Arrange the listing as a Markdown table with the columns "Row" and "Line", starting at its first line and going on through the line with "[(103, 179), (391, 146), (279, 176)]". Number each row, skip blank lines, and leave the pictures out.

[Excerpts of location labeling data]
..............................

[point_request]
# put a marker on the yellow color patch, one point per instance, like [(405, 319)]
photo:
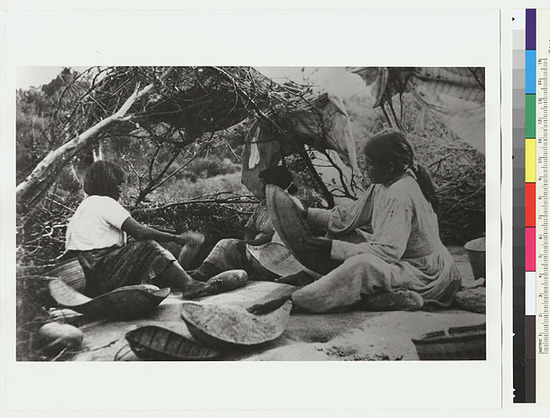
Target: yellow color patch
[(530, 160)]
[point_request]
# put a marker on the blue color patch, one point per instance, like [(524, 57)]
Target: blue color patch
[(530, 71)]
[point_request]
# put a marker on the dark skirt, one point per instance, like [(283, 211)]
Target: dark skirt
[(107, 269)]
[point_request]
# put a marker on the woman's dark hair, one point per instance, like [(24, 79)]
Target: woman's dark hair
[(103, 179), (391, 146), (279, 176)]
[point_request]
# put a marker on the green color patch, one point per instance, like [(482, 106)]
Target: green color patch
[(530, 116)]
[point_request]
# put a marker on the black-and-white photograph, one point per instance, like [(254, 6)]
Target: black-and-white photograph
[(250, 213)]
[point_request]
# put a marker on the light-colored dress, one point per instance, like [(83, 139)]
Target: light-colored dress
[(95, 235), (404, 250)]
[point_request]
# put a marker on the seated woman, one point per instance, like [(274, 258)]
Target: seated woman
[(97, 233), (403, 264), (231, 253)]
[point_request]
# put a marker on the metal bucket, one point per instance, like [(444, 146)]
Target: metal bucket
[(476, 254)]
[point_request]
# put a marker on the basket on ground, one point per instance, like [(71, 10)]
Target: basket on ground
[(461, 343), (156, 343)]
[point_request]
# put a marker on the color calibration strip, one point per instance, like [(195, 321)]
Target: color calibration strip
[(523, 374), (530, 57), (530, 204), (540, 121)]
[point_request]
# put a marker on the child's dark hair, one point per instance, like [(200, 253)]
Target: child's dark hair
[(279, 176), (103, 179), (392, 146)]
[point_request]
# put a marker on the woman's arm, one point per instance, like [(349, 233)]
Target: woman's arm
[(141, 232)]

..............................

■ **CORRECT OUTPUT**:
| Row | Line |
|---|---|
| 1 | [point_request] |
| 2 | # put a marker on the yellow color patch, one point per instance, like [(405, 319)] |
| 3 | photo: |
| 4 | Target: yellow color patch |
| 5 | [(530, 160)] |
| 6 | [point_request] |
| 7 | # put a marker on the blue color patch, one point per instance, like [(524, 57)] |
| 8 | Target: blue color patch |
| 9 | [(530, 71)] |
| 10 | [point_request] |
| 11 | # put a marker on the dark skirt, one point per instance, like [(283, 211)] |
| 12 | Target: dark skirt |
| 13 | [(107, 269)] |
| 14 | [point_request] |
| 15 | # put a marker on the woman's dark hair, one point per instance, like [(24, 79)] |
| 16 | Target: woman's dark hair |
| 17 | [(103, 179), (391, 146), (279, 176)] |